**Aufgaben:**
1. Schreib den Textauszug über Nachtzielhilfen noch einmal ab, beginnend mit „4. Teil | Nightvision: Wenn“ und weiter bis einschließlich „Zielgeräte mit Wärmebildtechnik.“. Ersetze dabei „Wildschweinjagd“ durch „Schwarzwildjagd“.
2. Wo dürfen laut dem Textauszug über Nachtzielhilfen bei der nächtlichen Wildschweinjagd künstliche Nachtzielhilfen verwendet werden?

##### Textauszug

4. Teil | Nightvision: Wenn die Nacht zum Tag wird
In Nieder- und Oberösterreich dürfen nach einer Änderung des jeweiligen Jagdgesetzes im Rahmen der nächtlichen Wildschweinjagd auch künstliche Nachtzielhilfen verwendet werden. – 4. Teil einer umfassenden WEIDWERK-Serie, die den interessierten Jäger im wahrsten Sinne des Wortes „erleuchten“ wird: Zielgeräte mit Wärmebildtechnik.

##########
##### Angezeigte Daten

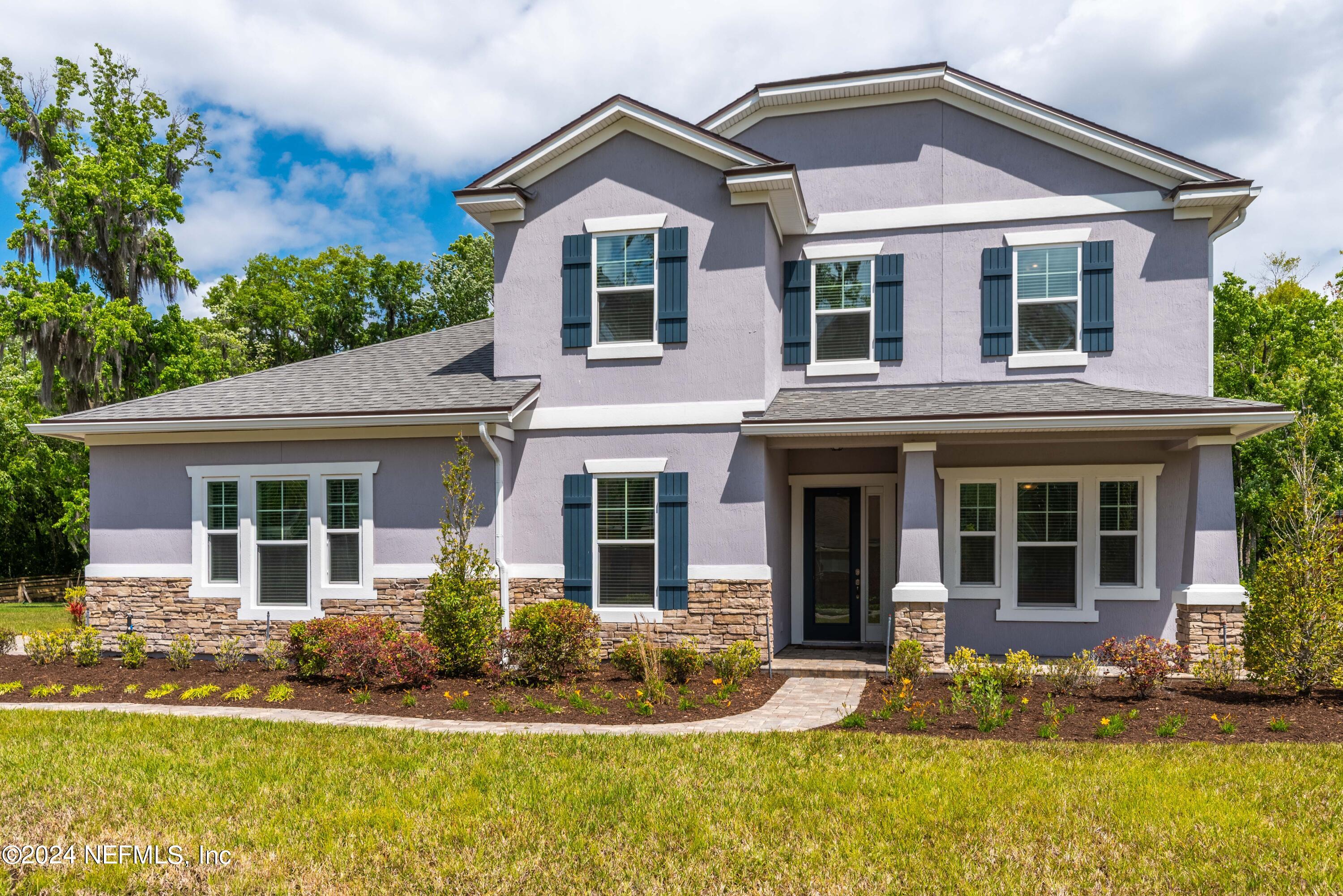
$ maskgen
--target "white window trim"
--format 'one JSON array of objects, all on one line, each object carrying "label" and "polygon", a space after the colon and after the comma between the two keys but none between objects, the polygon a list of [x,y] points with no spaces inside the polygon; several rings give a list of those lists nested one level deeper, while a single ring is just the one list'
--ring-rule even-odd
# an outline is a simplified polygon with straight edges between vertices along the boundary
[{"label": "white window trim", "polygon": [[[649,286],[608,286],[599,289],[596,285],[596,240],[606,236],[635,236],[641,234],[653,235],[653,283]],[[658,341],[658,231],[650,227],[633,227],[629,230],[612,230],[594,232],[588,236],[592,253],[592,344],[588,345],[587,357],[592,361],[624,359],[624,357],[662,357],[662,343]],[[646,293],[653,292],[653,337],[629,343],[602,341],[602,294],[610,293]]]},{"label": "white window trim", "polygon": [[[854,373],[877,373],[881,365],[873,360],[877,357],[877,258],[873,255],[845,255],[839,258],[826,258],[822,263],[835,265],[843,262],[868,262],[868,308],[817,310],[817,265],[811,265],[811,363],[807,364],[807,376],[851,376]],[[866,314],[868,316],[868,357],[850,357],[837,361],[822,361],[817,359],[821,348],[821,329],[817,326],[819,314]]]},{"label": "white window trim", "polygon": [[[1099,622],[1099,600],[1159,600],[1156,587],[1156,477],[1163,463],[937,467],[943,480],[943,568],[954,600],[998,600],[997,619],[1026,622]],[[1138,583],[1100,584],[1100,484],[1138,482]],[[1080,587],[1073,609],[1017,606],[1017,484],[1077,482]],[[998,584],[960,584],[960,484],[998,484]],[[951,512],[956,508],[958,512]]]},{"label": "white window trim", "polygon": [[[592,610],[603,622],[661,622],[662,613],[658,610],[658,476],[657,473],[594,473],[592,480]],[[650,607],[631,607],[629,604],[602,606],[602,545],[598,539],[598,520],[602,517],[602,505],[598,497],[596,480],[653,480],[653,606]],[[647,544],[645,539],[637,541],[607,540],[606,543]],[[657,614],[657,619],[653,618],[653,614]]]},{"label": "white window trim", "polygon": [[[239,602],[239,619],[274,621],[312,619],[322,615],[322,599],[369,599],[373,588],[373,474],[379,461],[330,463],[251,463],[188,466],[191,477],[191,586],[188,598],[230,598]],[[342,478],[359,482],[360,516],[360,582],[330,584],[326,576],[326,486],[324,480]],[[238,482],[238,582],[210,582],[210,555],[205,536],[205,482]],[[308,604],[262,606],[257,586],[257,481],[308,481]],[[318,545],[314,551],[313,545]]]},{"label": "white window trim", "polygon": [[[1049,232],[1049,231],[1046,231]],[[1078,231],[1052,231],[1053,234],[1068,234]],[[1089,232],[1089,231],[1088,231]],[[1009,236],[1013,236],[1009,234]],[[1007,357],[1009,368],[1031,367],[1086,367],[1086,352],[1082,349],[1082,240],[1065,240],[1049,243],[1011,243],[1011,355]],[[1064,298],[1018,298],[1017,290],[1021,286],[1021,274],[1017,266],[1017,255],[1021,247],[1035,249],[1076,249],[1077,250],[1077,292],[1073,301],[1077,304],[1077,326],[1073,334],[1073,348],[1060,352],[1023,352],[1021,351],[1021,320],[1019,309],[1026,305],[1048,305],[1065,301]]]}]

##########

**Lösungen unten:**
1.
4. Teil | Nightvision: Wenn die Nacht zum Tag wird
In Nieder- und Oberösterreich dürfen nach einer Änderung des jeweiligen Jagdgesetzes im Rahmen der nächtlichen Schwarzwildjagd auch künstliche Nachtzielhilfen verwendet werden. – 4. Teil einer umfassenden WEIDWERK-Serie, die den interessierten Jäger im wahrsten Sinne des Wortes „erleuchten“ wird: Zielgeräte mit Wärmebildtechnik.

2. In Nieder- und Oberösterreich.